EXERCISE AIM → Copy word for word the part of the squid species text that starts with "Scientific classification" and goes on through "borealis (Nesis, 1972)".

Scientific classification
- Kingdom: Animalia
- Phylum: Mollusca
- Class: Cephalopoda
- Order: Oegopsida
- Family: Cranchiidae
- Genus: Taonius
- Species: T. borealis
- Binomial name: Taonius borealis (Nesis, 1972)
- Synonyms: Belonella (pacifica) borealis Nesis, 1972; Belonella borealis Nesis, 1972;

= Taonius borealis =

- Authority: (Nesis, 1972)
- Conservation status: LC
- Synonyms: Belonella (pacifica) borealis Nesis, 1972, Belonella borealis Nesis, 1972

Species of squid

Taonius borealis is a glass squid belonging to the genus Taonius. It is found in the North Pacific Ocean, ranging from Japan to southern California.

Photo-based referring expression data:
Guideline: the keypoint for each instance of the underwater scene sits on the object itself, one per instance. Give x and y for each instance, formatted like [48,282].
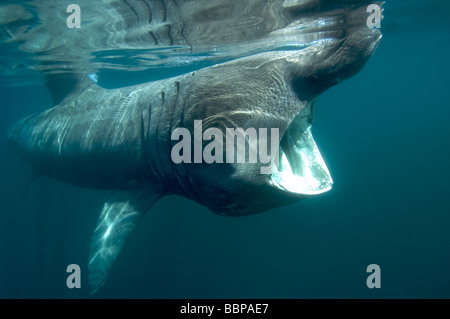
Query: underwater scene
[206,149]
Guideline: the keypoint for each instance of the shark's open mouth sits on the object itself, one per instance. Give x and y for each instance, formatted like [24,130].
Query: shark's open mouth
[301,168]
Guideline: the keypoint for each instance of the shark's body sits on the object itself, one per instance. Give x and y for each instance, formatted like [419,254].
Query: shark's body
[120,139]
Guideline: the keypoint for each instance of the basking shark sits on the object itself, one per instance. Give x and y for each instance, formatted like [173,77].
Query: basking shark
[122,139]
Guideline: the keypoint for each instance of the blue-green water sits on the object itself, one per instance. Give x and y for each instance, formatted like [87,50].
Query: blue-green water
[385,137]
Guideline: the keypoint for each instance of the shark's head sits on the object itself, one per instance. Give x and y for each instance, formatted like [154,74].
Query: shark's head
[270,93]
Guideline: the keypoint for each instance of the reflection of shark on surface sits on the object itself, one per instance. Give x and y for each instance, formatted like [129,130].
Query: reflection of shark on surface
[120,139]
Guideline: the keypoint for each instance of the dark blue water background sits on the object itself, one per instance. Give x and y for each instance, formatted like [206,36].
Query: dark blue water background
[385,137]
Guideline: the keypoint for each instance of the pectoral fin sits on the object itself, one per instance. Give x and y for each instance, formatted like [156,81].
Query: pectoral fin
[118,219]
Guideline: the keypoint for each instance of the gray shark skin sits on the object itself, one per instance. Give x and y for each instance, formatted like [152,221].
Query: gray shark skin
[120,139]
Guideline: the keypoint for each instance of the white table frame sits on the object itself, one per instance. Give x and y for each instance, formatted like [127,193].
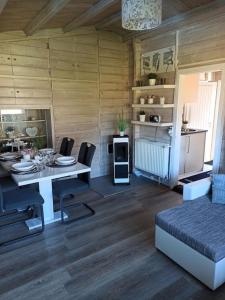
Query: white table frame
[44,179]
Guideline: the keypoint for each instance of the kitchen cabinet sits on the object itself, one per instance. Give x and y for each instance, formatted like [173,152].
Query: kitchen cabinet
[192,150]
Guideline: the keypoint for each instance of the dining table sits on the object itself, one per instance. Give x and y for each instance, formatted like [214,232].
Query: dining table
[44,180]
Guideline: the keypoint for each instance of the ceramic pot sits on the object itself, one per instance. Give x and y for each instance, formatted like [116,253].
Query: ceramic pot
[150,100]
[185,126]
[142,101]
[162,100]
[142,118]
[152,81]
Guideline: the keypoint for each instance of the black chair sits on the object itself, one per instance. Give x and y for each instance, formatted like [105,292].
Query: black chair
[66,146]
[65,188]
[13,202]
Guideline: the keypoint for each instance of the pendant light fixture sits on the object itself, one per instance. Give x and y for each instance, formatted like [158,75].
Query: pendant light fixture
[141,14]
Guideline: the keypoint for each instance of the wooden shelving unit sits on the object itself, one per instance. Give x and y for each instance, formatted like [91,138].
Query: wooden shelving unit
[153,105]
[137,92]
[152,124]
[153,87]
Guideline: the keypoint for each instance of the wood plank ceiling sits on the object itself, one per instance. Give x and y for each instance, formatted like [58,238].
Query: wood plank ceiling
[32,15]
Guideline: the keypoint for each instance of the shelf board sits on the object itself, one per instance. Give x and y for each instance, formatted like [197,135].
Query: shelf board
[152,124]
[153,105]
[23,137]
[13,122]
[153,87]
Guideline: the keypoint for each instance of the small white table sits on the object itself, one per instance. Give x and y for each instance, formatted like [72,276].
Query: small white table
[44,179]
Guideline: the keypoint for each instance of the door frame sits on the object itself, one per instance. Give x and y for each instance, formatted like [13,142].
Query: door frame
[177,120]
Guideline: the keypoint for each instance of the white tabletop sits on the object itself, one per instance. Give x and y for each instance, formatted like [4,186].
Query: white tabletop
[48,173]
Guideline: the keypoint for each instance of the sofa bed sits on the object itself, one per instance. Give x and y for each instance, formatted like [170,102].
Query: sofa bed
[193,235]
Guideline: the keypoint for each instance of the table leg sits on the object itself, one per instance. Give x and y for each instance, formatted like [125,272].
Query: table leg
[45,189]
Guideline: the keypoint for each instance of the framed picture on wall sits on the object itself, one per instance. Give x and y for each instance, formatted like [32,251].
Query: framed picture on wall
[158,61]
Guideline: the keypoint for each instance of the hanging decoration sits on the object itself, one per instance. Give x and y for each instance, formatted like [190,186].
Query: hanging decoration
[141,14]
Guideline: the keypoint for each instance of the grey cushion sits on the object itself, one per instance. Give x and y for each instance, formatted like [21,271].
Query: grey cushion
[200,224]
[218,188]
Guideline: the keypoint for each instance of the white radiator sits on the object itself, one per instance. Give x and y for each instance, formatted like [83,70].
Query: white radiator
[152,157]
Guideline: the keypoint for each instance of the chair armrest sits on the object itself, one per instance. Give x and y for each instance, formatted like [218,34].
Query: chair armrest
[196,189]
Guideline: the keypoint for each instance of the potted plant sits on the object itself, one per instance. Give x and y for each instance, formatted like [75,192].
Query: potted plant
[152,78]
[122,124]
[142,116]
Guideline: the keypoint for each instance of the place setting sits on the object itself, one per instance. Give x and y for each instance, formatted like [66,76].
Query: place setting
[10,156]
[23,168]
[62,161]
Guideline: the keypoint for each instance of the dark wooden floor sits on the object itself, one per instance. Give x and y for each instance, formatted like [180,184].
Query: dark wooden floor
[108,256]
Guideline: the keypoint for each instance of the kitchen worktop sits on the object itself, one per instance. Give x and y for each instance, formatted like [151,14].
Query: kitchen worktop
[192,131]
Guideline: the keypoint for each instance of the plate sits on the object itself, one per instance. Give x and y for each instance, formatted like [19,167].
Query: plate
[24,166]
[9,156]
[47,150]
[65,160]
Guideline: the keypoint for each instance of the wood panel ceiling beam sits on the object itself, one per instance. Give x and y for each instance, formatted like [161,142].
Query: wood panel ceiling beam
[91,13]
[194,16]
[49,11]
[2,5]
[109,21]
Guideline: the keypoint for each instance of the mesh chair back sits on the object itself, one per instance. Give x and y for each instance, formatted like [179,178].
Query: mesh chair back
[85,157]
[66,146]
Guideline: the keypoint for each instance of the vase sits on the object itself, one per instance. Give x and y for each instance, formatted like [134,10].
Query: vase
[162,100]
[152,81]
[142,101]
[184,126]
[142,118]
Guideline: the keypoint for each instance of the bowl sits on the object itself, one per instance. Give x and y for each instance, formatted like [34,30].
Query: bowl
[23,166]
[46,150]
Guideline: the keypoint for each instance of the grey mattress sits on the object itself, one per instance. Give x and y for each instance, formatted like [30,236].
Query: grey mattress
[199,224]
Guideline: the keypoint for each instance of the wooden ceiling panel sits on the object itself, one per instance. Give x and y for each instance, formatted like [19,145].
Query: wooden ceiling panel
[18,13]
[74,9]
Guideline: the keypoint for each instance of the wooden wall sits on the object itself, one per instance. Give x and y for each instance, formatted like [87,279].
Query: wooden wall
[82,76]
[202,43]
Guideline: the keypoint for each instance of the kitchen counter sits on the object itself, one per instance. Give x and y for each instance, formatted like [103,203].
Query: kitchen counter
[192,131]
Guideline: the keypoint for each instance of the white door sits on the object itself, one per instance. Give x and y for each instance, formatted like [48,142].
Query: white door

SOLUTION FOR THIS PROBLEM →
Scientific classification
- Kingdom: Animalia
- Phylum: Mollusca
- Class: Cephalopoda
- Order: Oegopsida
- Family: Cranchiidae
- Genus: Taonius
- Species: T. borealis
- Binomial name: Taonius borealis (Nesis, 1972)